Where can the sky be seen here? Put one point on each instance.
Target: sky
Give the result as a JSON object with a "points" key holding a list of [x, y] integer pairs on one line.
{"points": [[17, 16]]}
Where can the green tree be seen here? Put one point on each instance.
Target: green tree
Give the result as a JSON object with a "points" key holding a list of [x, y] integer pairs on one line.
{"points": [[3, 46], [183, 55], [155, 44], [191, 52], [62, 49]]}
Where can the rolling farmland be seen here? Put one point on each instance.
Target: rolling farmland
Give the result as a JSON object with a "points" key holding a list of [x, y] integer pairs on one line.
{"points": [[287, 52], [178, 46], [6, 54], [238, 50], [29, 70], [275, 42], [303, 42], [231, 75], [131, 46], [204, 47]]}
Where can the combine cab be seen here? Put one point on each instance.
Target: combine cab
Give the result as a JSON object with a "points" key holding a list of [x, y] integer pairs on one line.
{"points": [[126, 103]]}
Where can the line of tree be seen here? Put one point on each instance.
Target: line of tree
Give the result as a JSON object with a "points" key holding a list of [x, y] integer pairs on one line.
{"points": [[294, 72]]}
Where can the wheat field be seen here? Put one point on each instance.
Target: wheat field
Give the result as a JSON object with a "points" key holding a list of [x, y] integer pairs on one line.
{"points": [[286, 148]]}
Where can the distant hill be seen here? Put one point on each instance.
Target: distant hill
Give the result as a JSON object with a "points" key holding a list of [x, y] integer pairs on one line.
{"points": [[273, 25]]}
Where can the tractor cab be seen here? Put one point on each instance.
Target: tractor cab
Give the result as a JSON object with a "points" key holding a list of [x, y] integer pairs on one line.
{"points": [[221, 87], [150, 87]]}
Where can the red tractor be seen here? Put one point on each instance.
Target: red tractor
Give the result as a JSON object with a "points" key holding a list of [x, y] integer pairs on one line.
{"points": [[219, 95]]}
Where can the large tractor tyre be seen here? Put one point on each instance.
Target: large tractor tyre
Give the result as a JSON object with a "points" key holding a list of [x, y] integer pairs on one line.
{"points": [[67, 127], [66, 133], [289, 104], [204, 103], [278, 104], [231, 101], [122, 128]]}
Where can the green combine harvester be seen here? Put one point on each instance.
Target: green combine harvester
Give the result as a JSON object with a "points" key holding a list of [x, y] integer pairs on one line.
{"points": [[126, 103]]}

==========

= WORK REQUIRED =
Write down only the number of lines that contain the string "each" in the listing.

= RESULT OF THE EXERCISE =
11